Ausgangstext -
● ● ●

Ein Dolmetscher übersetzt die Aussage des Angeklagten in die arabische Sprache
Der 29-Jährige, dessen Aussage von einem Dolmetscher für die arabische Sprache übersetzt wurde, schilderte eine andere Sichtweise des Sachverhalts als die Anklage. Er habe mit dem 46-jährigen Mitbewohner zwar öfters Streit gehabt, bestätigte er. Der Türke und zwei syrische Männer hätten ihn immer wieder nach der Frau gefragt: „Die planten was gegen mich.“ An manchen Tagen habe man aber auch zusammen Alkohol getrunken und Cannabis konsumiert. Am Tattag sei es in der Küche der Unterkunft dann wieder zu einem Streit gekommen. Plötzlich habe der 46-Jährige ihn attackiert. Er habe sich nur gewehrt, auch noch, als der Kumpel des 46-Jährigen hinzugekommen sei: „Das nennt man in Deutschland Selbstverteidigung.“
Er habe mit dem Messer auf den 49-Jährigen eingeschlagen, ihn aber nicht töten wollen, sagte er aus. Die Anklage sei eine einzige Lüge, bestritt er die Zeugenaussagen zum Tathergang.
Das Schwurgericht muss nun herausfinden, was an jenem Abend genau passiert ist. Eine 32-jährige Polizeibeamtin des Reviers Hockenheim berichtete von dem Einsatz im Auchtergrund. Man habe den Beschuldigten und den 46-Jährigen gemeinsam vor der Unterkunft angetroffen. Den schwer verletzten 49-Jährigen habe man erst später nach einem Hinweis blutüberströmt in der Toilette aufgefunden.
Der Angeklagte wollte die Tatwaffe und möglicherweise Drogen verschwinden lassen
Die Situation sei ohnehin zunächst unübersichtlich gewesen. Der Angeklagte sei mittels einer Leiter durch das Fenster in sein Zimmer zurückgeklettert, um das mutmaßliche Tatwerkzeug und eventuelle Drogen verschwinden zu lassen. Das Messer, in zwei Teile zerbrochen, wurde Stunden später von der Polizei im Feldbereich bei der Unterkunft gefunden. Am Tatort sei es „sehr turbulent“ zugegangen, gab eine 34-jährige Kriminalbeamtin zu Protokoll. Als die Spurensicherung und die Kriminaltechnik ihre Arbeit begonnen hätten, habe der Notarzt noch nicht sagen können, „ob das Opfer es schaffen wird“.

● ● ●

Angezeigte Daten -
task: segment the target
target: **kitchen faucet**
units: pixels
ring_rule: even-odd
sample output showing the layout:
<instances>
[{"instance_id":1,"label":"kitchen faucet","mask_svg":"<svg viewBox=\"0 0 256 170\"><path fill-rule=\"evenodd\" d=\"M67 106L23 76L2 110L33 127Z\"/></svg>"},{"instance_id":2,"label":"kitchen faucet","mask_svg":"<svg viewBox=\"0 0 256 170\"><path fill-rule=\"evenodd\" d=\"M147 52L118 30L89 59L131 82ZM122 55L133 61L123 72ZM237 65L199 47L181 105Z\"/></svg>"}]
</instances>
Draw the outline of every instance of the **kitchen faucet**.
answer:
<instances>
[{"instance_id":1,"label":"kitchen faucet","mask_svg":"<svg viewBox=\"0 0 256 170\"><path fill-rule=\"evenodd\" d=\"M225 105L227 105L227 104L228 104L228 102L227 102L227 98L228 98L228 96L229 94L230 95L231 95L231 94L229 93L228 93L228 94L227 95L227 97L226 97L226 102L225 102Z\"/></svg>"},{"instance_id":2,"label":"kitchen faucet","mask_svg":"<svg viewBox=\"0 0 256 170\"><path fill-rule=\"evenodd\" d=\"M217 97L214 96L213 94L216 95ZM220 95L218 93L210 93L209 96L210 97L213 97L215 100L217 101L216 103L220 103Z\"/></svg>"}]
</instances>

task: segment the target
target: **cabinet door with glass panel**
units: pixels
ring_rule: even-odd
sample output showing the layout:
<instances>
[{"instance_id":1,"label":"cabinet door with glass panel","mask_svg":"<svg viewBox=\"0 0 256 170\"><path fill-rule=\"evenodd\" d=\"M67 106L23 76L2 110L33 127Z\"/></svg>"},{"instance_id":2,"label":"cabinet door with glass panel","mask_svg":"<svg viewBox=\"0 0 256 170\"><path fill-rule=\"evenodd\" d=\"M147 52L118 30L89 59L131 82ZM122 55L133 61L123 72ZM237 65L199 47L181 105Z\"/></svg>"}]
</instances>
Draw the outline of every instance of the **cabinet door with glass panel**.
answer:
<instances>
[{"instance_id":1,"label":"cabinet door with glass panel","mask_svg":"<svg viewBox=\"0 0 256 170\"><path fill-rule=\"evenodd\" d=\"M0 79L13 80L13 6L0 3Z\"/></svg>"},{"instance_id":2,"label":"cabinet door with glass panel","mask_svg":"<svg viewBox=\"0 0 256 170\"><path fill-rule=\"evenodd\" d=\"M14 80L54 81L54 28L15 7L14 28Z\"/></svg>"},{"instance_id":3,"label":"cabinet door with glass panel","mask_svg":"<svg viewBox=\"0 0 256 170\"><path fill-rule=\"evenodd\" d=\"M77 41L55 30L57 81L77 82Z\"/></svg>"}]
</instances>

● ● ●

Aufgaben -
(1) Wo fand man laut Ausgangstext den schwer verletzten 49-Jährigen?
(2) Schreiben Sie den Ausgangstext zwischen „Das Schwurgericht muss“ und „der Toilette aufgefunden.“ ab, beide Stellen eingeschlossen.
Die Zeilen werden für die Bearbeitung nicht gebraucht.

Antworten nach Nummer -
(1) Blutüberströmt in der Toilette.

(2)
Das Schwurgericht muss nun herausfinden, was an jenem Abend genau passiert ist. Eine 32-jährige Polizeibeamtin des Reviers Hockenheim berichtete von dem Einsatz im Auchtergrund. Man habe den Beschuldigten und den 46-Jährigen gemeinsam vor der Unterkunft angetroffen. Den schwer verletzten 49-Jährigen habe man erst später nach einem Hinweis blutüberströmt in der Toilette aufgefunden.